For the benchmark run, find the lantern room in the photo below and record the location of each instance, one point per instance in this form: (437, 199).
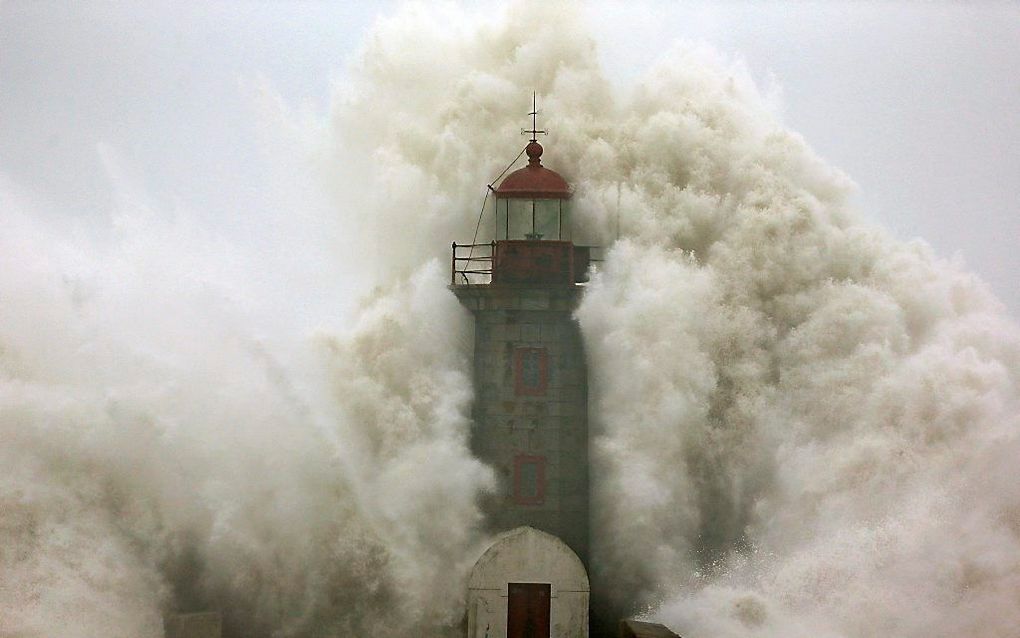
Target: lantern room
(531, 235)
(533, 202)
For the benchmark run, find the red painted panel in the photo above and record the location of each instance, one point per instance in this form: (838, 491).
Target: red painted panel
(527, 609)
(539, 261)
(526, 492)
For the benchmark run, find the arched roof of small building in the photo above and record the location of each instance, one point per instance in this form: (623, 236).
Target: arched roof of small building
(525, 554)
(533, 181)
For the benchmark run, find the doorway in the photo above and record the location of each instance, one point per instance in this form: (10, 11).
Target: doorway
(527, 610)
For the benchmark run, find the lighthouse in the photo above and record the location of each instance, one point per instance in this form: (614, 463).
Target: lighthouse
(529, 416)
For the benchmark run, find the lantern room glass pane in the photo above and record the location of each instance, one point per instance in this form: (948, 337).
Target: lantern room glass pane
(564, 205)
(547, 218)
(531, 218)
(521, 221)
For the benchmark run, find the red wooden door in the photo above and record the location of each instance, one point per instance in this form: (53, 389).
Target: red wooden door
(527, 610)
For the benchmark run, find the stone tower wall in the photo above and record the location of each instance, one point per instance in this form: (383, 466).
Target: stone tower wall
(530, 408)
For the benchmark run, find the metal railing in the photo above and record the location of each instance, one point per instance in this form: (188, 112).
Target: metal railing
(472, 267)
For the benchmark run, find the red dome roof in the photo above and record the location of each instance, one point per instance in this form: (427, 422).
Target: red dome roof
(533, 181)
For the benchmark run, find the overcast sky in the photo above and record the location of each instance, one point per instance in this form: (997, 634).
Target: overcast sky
(917, 102)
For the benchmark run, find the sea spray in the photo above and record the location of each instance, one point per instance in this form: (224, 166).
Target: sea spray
(802, 427)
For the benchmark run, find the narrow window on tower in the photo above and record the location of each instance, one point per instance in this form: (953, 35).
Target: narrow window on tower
(529, 480)
(530, 372)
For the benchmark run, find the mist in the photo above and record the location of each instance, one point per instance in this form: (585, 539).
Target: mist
(802, 426)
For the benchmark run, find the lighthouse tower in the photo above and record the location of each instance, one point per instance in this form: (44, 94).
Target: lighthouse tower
(530, 407)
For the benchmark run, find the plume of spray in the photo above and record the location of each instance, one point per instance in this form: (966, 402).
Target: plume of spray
(802, 427)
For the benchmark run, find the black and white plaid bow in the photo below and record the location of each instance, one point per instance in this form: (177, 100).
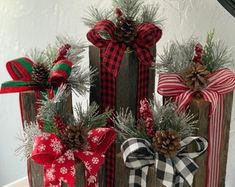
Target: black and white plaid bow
(138, 156)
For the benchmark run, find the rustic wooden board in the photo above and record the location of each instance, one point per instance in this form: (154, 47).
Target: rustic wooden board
(122, 175)
(126, 81)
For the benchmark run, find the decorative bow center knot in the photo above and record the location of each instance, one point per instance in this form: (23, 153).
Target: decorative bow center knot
(138, 156)
(28, 75)
(147, 35)
(59, 162)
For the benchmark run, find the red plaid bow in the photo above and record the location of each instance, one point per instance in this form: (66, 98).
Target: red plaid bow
(220, 82)
(59, 162)
(111, 54)
(147, 36)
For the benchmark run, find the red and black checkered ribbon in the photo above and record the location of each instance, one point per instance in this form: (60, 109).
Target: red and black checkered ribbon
(111, 54)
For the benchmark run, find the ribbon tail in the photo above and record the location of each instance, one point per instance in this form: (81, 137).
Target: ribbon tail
(113, 57)
(91, 180)
(138, 177)
(185, 168)
(164, 170)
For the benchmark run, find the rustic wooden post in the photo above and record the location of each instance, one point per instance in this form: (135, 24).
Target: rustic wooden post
(201, 109)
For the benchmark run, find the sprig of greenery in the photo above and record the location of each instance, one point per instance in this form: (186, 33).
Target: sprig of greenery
(125, 125)
(177, 56)
(26, 139)
(215, 54)
(95, 14)
(135, 9)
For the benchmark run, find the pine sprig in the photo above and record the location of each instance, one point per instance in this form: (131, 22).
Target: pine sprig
(91, 117)
(125, 125)
(134, 9)
(130, 8)
(177, 56)
(215, 54)
(168, 117)
(95, 14)
(26, 139)
(150, 13)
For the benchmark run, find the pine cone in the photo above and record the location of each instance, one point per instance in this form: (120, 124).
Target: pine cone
(75, 137)
(195, 77)
(62, 52)
(40, 73)
(166, 142)
(125, 30)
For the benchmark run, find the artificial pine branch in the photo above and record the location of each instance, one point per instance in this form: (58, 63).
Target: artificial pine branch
(168, 117)
(26, 139)
(177, 56)
(125, 125)
(150, 13)
(95, 14)
(130, 8)
(215, 54)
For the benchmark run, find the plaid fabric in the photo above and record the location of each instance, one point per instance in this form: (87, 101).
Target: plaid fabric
(111, 57)
(137, 156)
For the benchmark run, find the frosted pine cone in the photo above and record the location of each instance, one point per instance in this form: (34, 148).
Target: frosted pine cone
(195, 77)
(166, 142)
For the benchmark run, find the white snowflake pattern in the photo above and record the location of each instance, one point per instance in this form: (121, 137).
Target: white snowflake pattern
(69, 154)
(87, 153)
(56, 145)
(95, 139)
(63, 179)
(61, 160)
(45, 136)
(87, 165)
(50, 174)
(41, 147)
(52, 185)
(91, 179)
(72, 171)
(95, 160)
(63, 170)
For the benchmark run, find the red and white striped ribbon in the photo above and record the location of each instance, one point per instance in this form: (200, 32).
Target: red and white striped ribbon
(220, 82)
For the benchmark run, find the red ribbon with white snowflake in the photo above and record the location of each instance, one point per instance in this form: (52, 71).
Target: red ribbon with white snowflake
(59, 162)
(220, 82)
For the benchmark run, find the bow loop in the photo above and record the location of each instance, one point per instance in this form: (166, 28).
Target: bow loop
(20, 69)
(148, 35)
(137, 153)
(92, 160)
(95, 34)
(47, 148)
(60, 72)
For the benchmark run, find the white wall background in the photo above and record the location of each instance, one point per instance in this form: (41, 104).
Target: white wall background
(26, 24)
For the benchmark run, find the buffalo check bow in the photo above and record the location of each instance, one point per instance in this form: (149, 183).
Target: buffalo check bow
(59, 162)
(21, 70)
(220, 82)
(147, 36)
(138, 156)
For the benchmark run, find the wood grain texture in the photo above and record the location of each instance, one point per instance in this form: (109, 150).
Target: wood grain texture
(200, 108)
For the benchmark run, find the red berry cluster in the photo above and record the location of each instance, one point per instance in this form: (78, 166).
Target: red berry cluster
(198, 53)
(59, 124)
(62, 52)
(147, 117)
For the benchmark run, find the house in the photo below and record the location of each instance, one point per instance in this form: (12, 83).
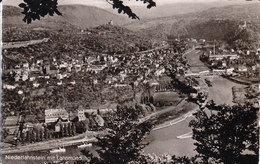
···
◆ YOUR GOAL: Copy the data exactly, starting at the line that contains "For the benchmark run, find the red berry" and ending at the end of the data, leaving the pictures out of your answer.

◆ EXERCISE ANSWER:
For the benchmark run, find the red berry cluster in the photo above and record the location of each instance, one point per instance in this form: (78, 166).
Target: red berry cluster
(198, 53)
(59, 124)
(62, 52)
(147, 117)
For the benchmark run, find the house in the photo below and record the location of each instance, one point per instance in this form: (12, 83).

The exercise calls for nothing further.